### Do this
Can you rewrite the records from the line containing "Player-tracking tagging: indicate the crystal" through the end of the records, putting "glass chandelier" wherever "crystal chandelier" appears and leaving everything else unchanged?

(Lines of data)

────────────────

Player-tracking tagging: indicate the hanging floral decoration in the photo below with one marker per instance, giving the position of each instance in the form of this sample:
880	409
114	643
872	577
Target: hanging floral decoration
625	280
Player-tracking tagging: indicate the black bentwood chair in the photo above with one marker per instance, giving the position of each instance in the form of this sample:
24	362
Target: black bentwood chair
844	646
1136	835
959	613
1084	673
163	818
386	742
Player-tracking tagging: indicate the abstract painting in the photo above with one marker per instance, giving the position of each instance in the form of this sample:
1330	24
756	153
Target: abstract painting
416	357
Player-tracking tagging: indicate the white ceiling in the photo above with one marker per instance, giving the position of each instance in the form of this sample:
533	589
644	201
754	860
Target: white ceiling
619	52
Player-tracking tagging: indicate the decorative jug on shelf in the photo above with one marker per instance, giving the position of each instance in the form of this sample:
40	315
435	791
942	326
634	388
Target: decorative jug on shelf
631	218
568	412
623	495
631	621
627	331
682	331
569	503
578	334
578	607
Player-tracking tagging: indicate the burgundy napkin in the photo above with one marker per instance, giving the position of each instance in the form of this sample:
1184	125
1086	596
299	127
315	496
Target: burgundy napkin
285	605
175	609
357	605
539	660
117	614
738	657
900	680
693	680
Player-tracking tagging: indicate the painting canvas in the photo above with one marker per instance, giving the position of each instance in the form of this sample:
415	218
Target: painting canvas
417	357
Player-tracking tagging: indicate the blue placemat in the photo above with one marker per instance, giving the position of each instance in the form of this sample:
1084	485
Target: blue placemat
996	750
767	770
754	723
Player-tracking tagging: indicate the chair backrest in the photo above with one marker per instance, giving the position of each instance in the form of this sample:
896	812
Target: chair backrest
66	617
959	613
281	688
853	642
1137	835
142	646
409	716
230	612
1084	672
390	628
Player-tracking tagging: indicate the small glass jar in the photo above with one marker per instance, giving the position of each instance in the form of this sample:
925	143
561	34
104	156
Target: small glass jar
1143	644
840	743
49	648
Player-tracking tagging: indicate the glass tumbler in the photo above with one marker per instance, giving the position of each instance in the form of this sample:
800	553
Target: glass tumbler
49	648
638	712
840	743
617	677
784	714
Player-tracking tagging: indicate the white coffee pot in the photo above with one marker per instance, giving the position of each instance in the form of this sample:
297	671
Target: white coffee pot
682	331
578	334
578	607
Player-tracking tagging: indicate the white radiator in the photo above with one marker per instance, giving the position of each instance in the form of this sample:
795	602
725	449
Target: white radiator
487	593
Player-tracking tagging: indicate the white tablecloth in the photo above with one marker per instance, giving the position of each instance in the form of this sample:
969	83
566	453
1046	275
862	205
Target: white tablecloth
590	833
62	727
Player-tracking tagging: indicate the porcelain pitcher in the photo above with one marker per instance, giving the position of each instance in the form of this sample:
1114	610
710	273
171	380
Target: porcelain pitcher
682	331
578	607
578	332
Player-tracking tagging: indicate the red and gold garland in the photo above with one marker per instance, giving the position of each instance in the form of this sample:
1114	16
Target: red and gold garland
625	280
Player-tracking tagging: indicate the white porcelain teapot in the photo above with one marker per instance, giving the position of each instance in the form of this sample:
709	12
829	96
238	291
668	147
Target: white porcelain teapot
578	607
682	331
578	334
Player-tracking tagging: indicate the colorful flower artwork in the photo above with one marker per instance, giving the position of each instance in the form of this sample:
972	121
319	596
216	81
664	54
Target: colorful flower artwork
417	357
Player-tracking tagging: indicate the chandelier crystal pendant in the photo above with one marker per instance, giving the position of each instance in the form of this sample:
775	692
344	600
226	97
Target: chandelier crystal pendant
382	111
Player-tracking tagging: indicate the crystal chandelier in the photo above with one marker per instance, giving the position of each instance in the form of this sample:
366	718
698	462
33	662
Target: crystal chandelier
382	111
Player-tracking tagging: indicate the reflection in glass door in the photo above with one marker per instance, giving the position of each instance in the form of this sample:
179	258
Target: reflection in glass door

────────────────

### Task answer
Player-tracking tagging: indicate the glass chandelier in the photo above with one marker per instance, giving the position of each instance in the form of this sample:
366	718
698	462
33	662
Target: glass chandelier
382	111
Player-tracking tagging: indicate the reflection in glass door in the photo above with one marker per instance, giving the position of each instance in the form of this sample:
179	258
Target: reflection in glass door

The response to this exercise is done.